### DOCUMENT EXCERPT:
— Start —

API Reference

Interfaces are grouped by protocol: MQTT for device access, HTTP for chat, queries, and control, and WebSocket for realtime voice. Local examples use productId as the device agent ID, deviceId as the real device ID, and HTTP products paths as device agents.

txt

HTTP: http://127.0.0.1:3000
Voice WebSocket: ws://127.0.0.1:3001/ws/voice
Voice HTTP: http://127.0.0.1:3001/api/chat, /api/vision/frames

Choose a Protocol

Scenario	Recommended Protocol	Notes
Real devices stay online, report state, and receive commands	MQTT	Fits device-side connections, state synchronization, and command responses.
Business systems, console extensions, or automation scripts call Device Agent	HTTP	Fits one-shot requests, queries, and command dispatch.
Realtime voice interaction	WebSocket	Fits continuous audio input, realtime ASR results, and TTS output.
Browser or device clients connect to an MQTT broker over WebSocket	MQTT over WebSocket	This is an MQTT transport mode, not the Device Agent voice WebSocket.

MQTT

MQTT is used for device-side access. Devices use MQTT to come online, report state, receive commands, return command results, and publish events. Broker URL, credentials, and topic templates follow the console configuration.

Direction	Topic	Purpose
MQTT client -> Device Agent	`device-agent/{productId}/in`	Send a text request to a device agent.
Device Agent -> MQTT client	`device-agent/{productId}/out`	Return a device agent reply.
MQTT client -> Device Agent	`device-agent/{productId}/device/{deviceId}/in`	Send a text request with device context.
Device Agent -> MQTT client	`device-agent/{productId}/device/{deviceId}/out`	Return a reply with device context.
Device Agent -> device	`device-agent/{productId}/device/{deviceId}/commands`	Send device commands.
Device -> Device Agent	`device-agent/{productId}/device/{deviceId}/responses`	Return command results.

— End —

### INFORMATION SUPPLIED:
— Start —

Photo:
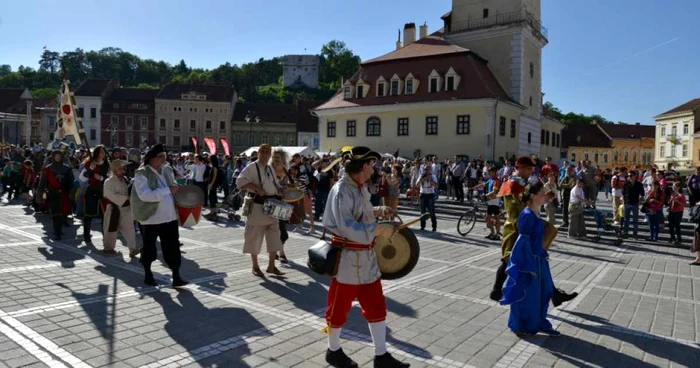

— End —

### STATED GOAL 1:
Update the API reference between "Choose a Protocol" and "the console configuration.", inclusive, putting "dashboard" in place of "console".
### STATED GOAL 2:
According to the API reference, what is the local address of the voice WebSocket?
Use only the API reference.

### WRITTEN RESPONSE 1:
Choose a Protocol

Scenario	Recommended Protocol	Notes
Real devices stay online, report state, and receive commands	MQTT	Fits device-side connections, state synchronization, and command responses.
Business systems, dashboard extensions, or automation scripts call Device Agent	HTTP	Fits one-shot requests, queries, and command dispatch.
Realtime voice interaction	WebSocket	Fits continuous audio input, realtime ASR results, and TTS output.
Browser or device clients connect to an MQTT broker over WebSocket	MQTT over WebSocket	This is an MQTT transport mode, not the Device Agent voice WebSocket.

MQTT

MQTT is used for device-side access. Devices use MQTT to come online, report state, receive commands, return command results, and publish events. Broker URL, credentials, and topic templates follow the dashboard configuration.

### WRITTEN RESPONSE 2:
ws://127.0.0.1:3001/ws/voice